§ **PASSAGE GIVEN**:
* BEGIN *

# AMT vs PL Romulan Bird of Prey



## Metaluna Mutant (May 4, 2009)

Just got in the PL Bird of prey and decided to pull out the old AMT kit to compare. WOW. Was there ever ANY ST kit that AMT did that got EVERYTHING as wrong as that? And not just "rivet counting" stuff wrong!

Wrong hull size, shape, sides, windows, top cabin, bottom. Wrong fin size and shape, wrong wing angles, shape and length, wrong engine shape and length, wrong exhaust shape and size. There's only 4 basic parts -- engines, wings, body and fin -- and they're all completely wrong. If AMT had done a plasma launcher it probably would have been completely wrong too!

Even as a 10 year kid in 1978 when I first built it (with no videos or internet to consult) I knew it was...off. Kudos for PL for finally putting out a proper Bird of Prey!


----------



## edge10 (Oct 19, 2013)

It's not great, but when you compare it to the Galileo shuttle... it's a masterpiece!

Thanks for the pics.


----------



## Richard Baker (Aug 8, 2006)

One thing to remember is that when the original AMT kit was released (and I am referring to the large kit, not the three piece set)?
No photos to reference by, no video tape to watch over and over again, just a real time TV broadcast to compare the kit with and reliance on memory since there was no way to watch it even one more time or capture an image of it.
Not to make excuses for AMT, but back then 'close enough' was the standard for SciFi kits. the original filming miniature was destroyed and so who ever was given the job of recreating this ship had limited resources to go with. You make a Tiger tank kit and there are references everywhere, including actual hardware. 

When I first opened the box I thought it looked good, it was not until the Internet that I found out how horrible that kit really was. 
It is easy to poke fun at the old kits now, but when they were first created accuracy and scale were not as important for these subjects- we were just grateful somebody produced one. The great thing is that now in the 21st Century we do have better resources and the will of the companies to make accurate kits.


----------



## Gregatron (Mar 29, 2008)

Comparison with my build of the 1/1000 resin kit from Starcraft:


----------



## Zombie_61 (Apr 21, 2004)

Richard Baker said:


> One thing to remember is that when the original AMT kit was released (and I am referring to the large kit, not the three piece set)?
> No photos to reference by, no video tape to watch over and over again, just a real time TV broadcast to compare the kit with and reliance on memory since there was no way to watch it even one more time or capture an image of it.
> Not to make excuses for AMT, but back then 'close enough' was the standard for SciFi kits. the original filming miniature was destroyed and so who ever was given the job of recreating this ship had limited resources to go with...it was not until the Internet that I found out how horrible that kit really was.

* END *

§ **REQUIRED WORK**: Continue the forum thread comparing the AMT and PL Romulan Bird of Prey kits, starting right after its last line.

Dataset entries:
* BEGIN *

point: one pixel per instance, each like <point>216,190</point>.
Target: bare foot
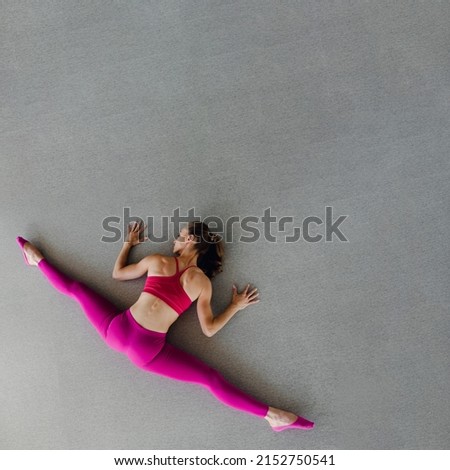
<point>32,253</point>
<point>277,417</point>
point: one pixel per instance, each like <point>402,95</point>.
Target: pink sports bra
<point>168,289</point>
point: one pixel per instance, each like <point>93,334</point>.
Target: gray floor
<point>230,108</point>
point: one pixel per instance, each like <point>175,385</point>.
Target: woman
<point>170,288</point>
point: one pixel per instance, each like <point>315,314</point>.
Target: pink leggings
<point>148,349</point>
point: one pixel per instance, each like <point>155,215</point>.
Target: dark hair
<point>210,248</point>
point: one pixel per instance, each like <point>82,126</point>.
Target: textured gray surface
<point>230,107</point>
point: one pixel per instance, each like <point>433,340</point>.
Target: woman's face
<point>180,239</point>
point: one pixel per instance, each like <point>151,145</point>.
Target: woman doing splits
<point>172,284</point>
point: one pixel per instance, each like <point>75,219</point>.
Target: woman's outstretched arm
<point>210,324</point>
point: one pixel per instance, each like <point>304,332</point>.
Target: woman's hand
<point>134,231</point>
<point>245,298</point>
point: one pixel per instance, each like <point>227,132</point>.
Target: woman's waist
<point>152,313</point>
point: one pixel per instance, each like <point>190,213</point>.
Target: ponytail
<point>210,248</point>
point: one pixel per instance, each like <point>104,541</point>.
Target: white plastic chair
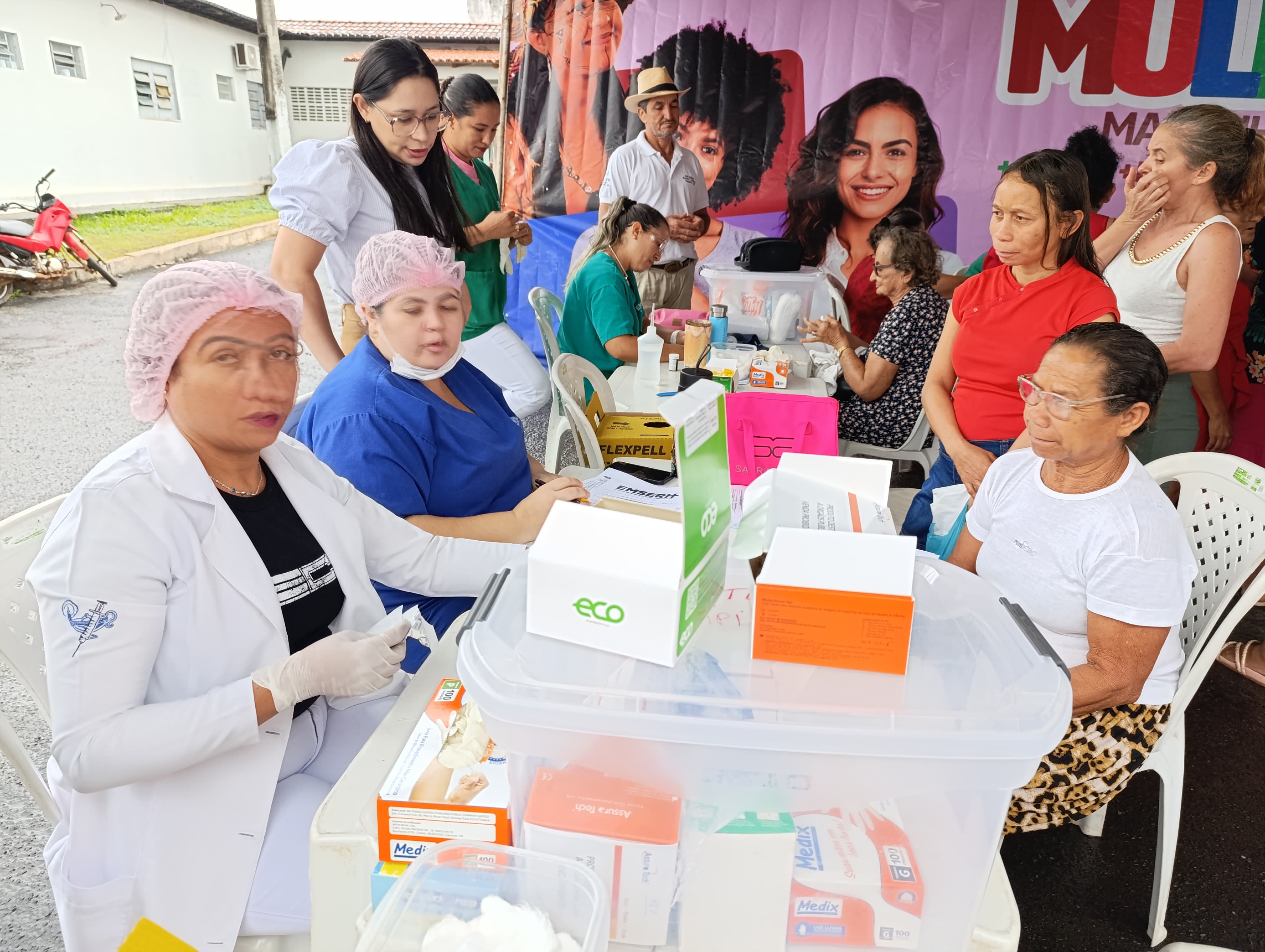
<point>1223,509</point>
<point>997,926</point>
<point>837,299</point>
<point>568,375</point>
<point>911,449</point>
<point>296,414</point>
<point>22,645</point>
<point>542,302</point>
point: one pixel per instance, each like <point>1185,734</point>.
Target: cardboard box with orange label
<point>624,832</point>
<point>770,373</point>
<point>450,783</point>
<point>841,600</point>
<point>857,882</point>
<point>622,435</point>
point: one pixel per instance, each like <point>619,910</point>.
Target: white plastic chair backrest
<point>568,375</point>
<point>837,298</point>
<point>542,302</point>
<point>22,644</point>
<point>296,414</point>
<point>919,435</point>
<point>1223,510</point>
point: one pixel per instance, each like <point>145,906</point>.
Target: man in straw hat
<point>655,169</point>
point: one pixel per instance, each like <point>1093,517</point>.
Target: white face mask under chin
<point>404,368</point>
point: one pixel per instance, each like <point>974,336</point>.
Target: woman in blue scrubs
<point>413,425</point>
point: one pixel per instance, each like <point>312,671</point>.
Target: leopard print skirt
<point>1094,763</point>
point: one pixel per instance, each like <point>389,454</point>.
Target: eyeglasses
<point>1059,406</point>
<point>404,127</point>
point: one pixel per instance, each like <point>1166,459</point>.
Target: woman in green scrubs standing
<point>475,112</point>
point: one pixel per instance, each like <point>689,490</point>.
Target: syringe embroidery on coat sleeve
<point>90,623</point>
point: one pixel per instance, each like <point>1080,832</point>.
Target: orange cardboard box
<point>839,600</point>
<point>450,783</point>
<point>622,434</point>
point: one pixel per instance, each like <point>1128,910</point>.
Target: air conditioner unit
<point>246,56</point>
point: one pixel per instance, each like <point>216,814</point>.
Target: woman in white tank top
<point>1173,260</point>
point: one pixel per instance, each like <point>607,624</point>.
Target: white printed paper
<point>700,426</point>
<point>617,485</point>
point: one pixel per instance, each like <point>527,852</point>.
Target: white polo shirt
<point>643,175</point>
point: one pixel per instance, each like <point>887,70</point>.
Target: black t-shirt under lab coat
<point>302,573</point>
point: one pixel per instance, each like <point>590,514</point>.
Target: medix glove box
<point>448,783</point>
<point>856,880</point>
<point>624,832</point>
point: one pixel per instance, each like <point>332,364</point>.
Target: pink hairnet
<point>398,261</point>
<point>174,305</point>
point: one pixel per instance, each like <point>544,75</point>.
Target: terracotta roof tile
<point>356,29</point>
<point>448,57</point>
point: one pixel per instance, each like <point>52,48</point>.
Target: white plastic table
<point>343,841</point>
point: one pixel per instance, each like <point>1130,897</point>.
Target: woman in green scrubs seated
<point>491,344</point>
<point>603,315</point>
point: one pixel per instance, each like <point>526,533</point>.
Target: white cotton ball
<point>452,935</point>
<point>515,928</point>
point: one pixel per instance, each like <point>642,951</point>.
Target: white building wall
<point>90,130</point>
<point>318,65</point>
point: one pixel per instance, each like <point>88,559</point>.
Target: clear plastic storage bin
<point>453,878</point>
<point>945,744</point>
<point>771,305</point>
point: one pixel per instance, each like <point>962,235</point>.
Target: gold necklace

* END *

§ **REPLY**:
> It is easy to poke fun at the old kits now, but when they were first created accuracy and scale were not as important for these subjects- we were just grateful somebody produced one. The great thing is that now in the 21st Century we do have better resources and the will of the companies to make accurate kits.


Spot on. Until the Internet came along and ruined everything, I had no idea the AMT Star Trek and Star Wars kits were so inaccurate. They looked like what I remembered seeing on screen, and that was good enough. Ahh, the good old days, when ignorance was bliss.


----------



## Hunch (Apr 6, 2003)

Can anyone attest to the accuracy of the PL kit? I personally have not done the research.
Jim


----------



## pagni (Mar 20, 1999)

close but not quite
..


----------



## GSaum (May 26, 2005)

Hunch said:


> Can anyone attest to the accuracy of the PL kit? I personally have not done the research.
> Jim


From all of the photos I've seen of the original, it's very, very close. It's as close as we'll ever get at this scale.

The only gripe I have is that, and this is just my humble opinion, I think it's too large. I always envisioned the Romulan BOP as being a ship that was much smaller than the Enterprise, much like the Klingon BOP with "about a dozen officers and men". There was nothing in "Balance of Terror" that suggested the ship was as massive as the Enterprise. It's about 6 inches across and I feel that at 1/1000 scale it should be more like 4 inches. Again, it's all about my own personal artistic tastes and assumptions that I've made based on the show.


----------



## Owen E Oulton (Jan 6, 2012)

I'm going to get one of these and place it with my two 1/1300 scale BoPs and claim they're different ships at the same scale. Although the old 1/1300 scale BoP from AMT suffers the same inaccuracies as its big brother, it's still a nice little kit and is about the right size for the TOS RomBoP. Why should the KlinBoP be the only one that gets different sizes?


----------



## scotpens (Sep 6, 2003)

GSaum said:


> The only gripe I have is that, and this is just my humble opinion, I think it's too large. I always envisioned the Romulan BOP as being a ship that was much smaller than the Enterprise, much like the Klingon BOP with "about a dozen officers and men". There was nothing in "Balance of Terror" that suggested the ship was as massive as the Enterprise.


There was nothing to suggest it was that small either. Michael McMaster's plans give the ship an overall length of 68.2 meters (223 ft. 9 in.) and an overall width of 90.6m (297 ft. 3 inches), with a crew complement of 170. (Romulan ships are much more cramped and spartan than Starfleet vessels.) That seems about right to me.


----------



## GSaum (May 26, 2005)

scotpens said:


> There was nothing to suggest it was that small either. Michael McMaster's plans give the ship an overall length of 68.2 meters (223 ft. 9 in.) and an overall width of 90.6m (297 ft. 3 inches), with a crew complement of 170. (Romulan ships are much more cramped and spartan than Starfleet vessels.) That seems about right to me.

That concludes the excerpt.